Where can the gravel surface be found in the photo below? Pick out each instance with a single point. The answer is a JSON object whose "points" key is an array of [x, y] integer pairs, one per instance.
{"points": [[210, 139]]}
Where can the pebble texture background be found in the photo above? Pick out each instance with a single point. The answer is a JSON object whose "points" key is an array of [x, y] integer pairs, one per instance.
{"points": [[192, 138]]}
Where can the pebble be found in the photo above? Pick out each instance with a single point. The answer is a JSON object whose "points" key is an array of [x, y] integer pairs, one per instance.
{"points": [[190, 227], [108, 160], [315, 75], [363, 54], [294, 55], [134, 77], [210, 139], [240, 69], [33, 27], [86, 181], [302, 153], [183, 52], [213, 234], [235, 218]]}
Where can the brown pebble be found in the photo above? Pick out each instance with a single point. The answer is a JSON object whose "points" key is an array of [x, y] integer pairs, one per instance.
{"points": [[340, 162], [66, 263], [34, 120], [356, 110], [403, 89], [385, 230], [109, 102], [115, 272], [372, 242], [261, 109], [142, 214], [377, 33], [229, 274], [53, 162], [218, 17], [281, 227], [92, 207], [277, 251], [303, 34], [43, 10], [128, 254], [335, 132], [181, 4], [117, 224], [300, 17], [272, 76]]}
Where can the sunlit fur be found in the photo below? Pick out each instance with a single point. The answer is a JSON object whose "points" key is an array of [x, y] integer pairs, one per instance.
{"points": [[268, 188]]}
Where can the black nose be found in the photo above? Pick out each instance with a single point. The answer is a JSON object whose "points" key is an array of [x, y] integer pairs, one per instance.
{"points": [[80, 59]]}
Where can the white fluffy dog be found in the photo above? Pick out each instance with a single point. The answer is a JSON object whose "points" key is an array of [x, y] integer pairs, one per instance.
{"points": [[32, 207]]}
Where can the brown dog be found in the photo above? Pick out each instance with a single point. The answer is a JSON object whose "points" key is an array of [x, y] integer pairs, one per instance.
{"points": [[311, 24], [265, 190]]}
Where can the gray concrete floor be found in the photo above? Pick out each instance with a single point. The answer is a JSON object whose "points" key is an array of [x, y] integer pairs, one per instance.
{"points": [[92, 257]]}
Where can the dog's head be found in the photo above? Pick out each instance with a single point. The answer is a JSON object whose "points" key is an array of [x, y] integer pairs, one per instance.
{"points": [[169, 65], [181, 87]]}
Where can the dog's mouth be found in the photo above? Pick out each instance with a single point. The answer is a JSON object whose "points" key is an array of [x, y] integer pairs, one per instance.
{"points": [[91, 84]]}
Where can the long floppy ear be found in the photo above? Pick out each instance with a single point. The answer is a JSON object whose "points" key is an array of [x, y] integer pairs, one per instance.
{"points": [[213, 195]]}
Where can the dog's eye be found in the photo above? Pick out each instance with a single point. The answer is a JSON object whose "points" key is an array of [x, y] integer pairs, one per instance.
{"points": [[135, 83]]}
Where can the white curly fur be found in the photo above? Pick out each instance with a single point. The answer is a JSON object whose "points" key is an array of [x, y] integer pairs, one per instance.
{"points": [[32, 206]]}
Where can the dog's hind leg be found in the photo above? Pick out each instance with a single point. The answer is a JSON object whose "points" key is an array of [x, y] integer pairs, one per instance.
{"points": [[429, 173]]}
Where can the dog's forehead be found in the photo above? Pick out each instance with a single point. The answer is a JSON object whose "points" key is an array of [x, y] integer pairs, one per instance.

TASK :: Reproduce all the data precisely, word for word.

EXERCISE SOLUTION ::
Where can the gravel surface be found in the photo below? Pick out each instance with a single point. The answer is a JSON object whose "points" key is an array of [x, y] integer pairs, one per instance.
{"points": [[210, 139]]}
Where can the pebble texture background be found in the photo above? Pick out each instance with a single point. The answer is a JSON object whose "points" key is an array of [x, y] integer pairs, one per instance.
{"points": [[192, 138]]}
Where can the pebble be found in the photo above? Pick out each instance with a single point. The answer is a JSON object whose "points" key is an array of [x, y] integer pairs, one per instance.
{"points": [[190, 227], [108, 160], [315, 75], [363, 54], [294, 55], [134, 77], [210, 139], [240, 69], [33, 27], [86, 181], [302, 153], [183, 52], [213, 234], [235, 218]]}
Where can the brown pebble be found in the photo above? Pick out each instance with a single point. The answer is a JSON object whose "points" key is an array of [x, y] integer pairs, one per instance.
{"points": [[340, 162], [66, 263], [34, 120], [356, 110], [403, 89], [385, 230], [109, 102], [115, 272], [372, 242], [261, 109], [142, 214], [377, 33], [229, 274], [53, 162], [218, 17], [281, 227], [92, 207], [277, 251], [303, 34], [43, 10], [128, 254], [335, 132], [181, 4], [117, 224], [300, 17], [272, 76]]}
Where can the sunlit fur be found in the photo below? Pick out each instance with a single point. The answer is a JSON object whose "points" key is an array of [x, y] integer pairs, one per instance.
{"points": [[268, 188]]}
Where can the black nose be found in the photo above? Pick out each instance with a single point. The answer is a JSON object whose "points" key is an array of [x, y] integer pairs, one per instance.
{"points": [[80, 59]]}
Where can the white fluffy dog be found in the photo above? Pick out each instance with a single point. The answer is a JSON object whose "points" key is an array of [x, y] integer pairs, one per instance.
{"points": [[32, 207]]}
Where can the brown dog be found in the photo above? Pick out each instance with a single point. The answer is a JSON object whose "points" key is an array of [x, y] integer pairs, one per instance.
{"points": [[311, 24], [265, 190]]}
Where can the gray concrete floor be found in the photo above? Pick out each instance with a single point. The answer is a JSON object whose "points" key is an array of [x, y] integer pairs, one per instance.
{"points": [[92, 257]]}
Where can the dog's head be found in the photo above? Pick out each instance with a single point. The answer is a JSON object whose "points" key is an array of [x, y] integer pairs, one per instance.
{"points": [[169, 65], [181, 87]]}
Where can the dog's mouth be found in the photo above? Pick out each instance with a single point. The answer is a JSON object whose "points" key is an array of [x, y] integer pairs, one per instance.
{"points": [[91, 84]]}
Where can the long floppy ear be found in the photo above? Pick out each instance with a single point. The answer is a JSON object whose "points" key is an array of [x, y] integer pairs, one per instance.
{"points": [[213, 195]]}
Where can the dog's eye be found in the photo above? Pick out each instance with a single point. The answer is a JSON object whose "points" key is an array of [x, y] integer pairs, one per instance.
{"points": [[135, 83]]}
Where can the white curly fur be found in the photo above? Pick out each instance with a single point. The answer is a JSON object whose "points" key is an array of [x, y] integer pairs, one per instance.
{"points": [[32, 206]]}
Where can the dog's hind leg be found in the photo above? Pick out each instance with a single point. The answer is a JSON object whose "points" key is an array of [x, y] integer pairs, one per instance.
{"points": [[429, 173]]}
Where can the dog's forehead be found in the photo above? Pick out each instance with a single point. The answer is a JSON object whose "points" key is an array of [x, y] integer pairs, one per instance.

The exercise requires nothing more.